(TASK PROMPT) Check the records below for the word "instance" and state how many lines contain it, replying with the number only.

+-------+

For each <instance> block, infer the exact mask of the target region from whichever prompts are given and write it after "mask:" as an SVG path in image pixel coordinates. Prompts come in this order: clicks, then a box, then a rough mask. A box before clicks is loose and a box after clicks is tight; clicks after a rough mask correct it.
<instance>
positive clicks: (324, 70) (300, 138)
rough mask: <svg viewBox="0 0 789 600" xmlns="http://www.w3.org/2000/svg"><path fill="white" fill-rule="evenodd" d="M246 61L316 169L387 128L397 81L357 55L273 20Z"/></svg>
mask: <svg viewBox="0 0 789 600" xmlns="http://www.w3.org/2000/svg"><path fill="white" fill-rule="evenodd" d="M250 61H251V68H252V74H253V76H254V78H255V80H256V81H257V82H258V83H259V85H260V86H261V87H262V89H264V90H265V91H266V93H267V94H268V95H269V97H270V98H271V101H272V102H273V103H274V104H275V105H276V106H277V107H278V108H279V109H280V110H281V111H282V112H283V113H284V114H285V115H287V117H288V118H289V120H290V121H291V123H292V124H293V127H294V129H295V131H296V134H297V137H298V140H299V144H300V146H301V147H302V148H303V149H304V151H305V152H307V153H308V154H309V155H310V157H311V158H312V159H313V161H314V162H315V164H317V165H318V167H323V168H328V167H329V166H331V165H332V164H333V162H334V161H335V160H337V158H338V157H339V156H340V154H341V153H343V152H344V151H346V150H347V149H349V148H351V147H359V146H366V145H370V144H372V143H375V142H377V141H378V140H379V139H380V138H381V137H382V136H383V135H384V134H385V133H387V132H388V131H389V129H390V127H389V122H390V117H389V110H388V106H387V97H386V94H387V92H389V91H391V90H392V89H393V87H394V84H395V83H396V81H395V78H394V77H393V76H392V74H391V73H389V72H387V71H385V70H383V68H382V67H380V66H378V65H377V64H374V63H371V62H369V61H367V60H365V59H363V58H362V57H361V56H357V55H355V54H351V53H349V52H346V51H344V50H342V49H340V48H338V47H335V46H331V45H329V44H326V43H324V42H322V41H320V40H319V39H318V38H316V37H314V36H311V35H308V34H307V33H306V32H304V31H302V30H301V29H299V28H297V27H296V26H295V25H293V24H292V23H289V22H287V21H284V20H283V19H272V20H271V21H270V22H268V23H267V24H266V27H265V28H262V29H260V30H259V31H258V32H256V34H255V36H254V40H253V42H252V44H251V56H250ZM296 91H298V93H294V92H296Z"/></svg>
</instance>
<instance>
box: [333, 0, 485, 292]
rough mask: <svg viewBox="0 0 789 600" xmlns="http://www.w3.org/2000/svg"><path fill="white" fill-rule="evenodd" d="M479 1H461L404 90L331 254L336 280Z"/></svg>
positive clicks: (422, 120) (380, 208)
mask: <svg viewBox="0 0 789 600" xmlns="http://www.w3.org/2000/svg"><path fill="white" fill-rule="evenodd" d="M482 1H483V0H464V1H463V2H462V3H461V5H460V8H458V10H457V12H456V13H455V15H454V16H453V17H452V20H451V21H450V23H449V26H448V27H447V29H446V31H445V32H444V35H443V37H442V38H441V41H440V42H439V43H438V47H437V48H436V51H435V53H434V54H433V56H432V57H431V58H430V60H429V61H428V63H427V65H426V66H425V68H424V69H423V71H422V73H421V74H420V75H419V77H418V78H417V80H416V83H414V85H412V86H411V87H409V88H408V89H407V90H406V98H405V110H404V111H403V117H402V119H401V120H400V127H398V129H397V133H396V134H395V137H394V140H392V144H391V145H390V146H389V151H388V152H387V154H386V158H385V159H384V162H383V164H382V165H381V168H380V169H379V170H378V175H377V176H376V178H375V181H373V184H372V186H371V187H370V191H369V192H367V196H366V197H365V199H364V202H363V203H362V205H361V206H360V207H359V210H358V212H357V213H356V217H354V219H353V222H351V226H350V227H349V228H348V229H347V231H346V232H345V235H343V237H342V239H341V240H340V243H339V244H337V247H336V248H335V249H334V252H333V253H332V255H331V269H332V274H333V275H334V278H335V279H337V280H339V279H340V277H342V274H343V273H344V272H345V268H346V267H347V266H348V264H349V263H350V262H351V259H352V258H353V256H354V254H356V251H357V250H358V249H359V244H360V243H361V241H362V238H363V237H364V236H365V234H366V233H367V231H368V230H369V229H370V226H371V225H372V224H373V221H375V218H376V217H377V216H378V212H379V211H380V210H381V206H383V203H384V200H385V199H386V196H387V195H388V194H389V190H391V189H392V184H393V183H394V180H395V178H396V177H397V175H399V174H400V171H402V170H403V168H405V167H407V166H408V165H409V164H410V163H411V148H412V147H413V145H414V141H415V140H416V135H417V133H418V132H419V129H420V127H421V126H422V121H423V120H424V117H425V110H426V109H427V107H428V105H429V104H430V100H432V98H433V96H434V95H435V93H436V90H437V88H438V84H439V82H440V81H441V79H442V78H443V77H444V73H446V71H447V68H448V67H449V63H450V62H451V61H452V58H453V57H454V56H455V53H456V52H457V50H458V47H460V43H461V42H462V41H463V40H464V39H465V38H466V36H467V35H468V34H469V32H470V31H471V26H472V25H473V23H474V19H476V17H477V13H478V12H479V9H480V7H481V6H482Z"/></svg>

+-------+

(RESULT) 4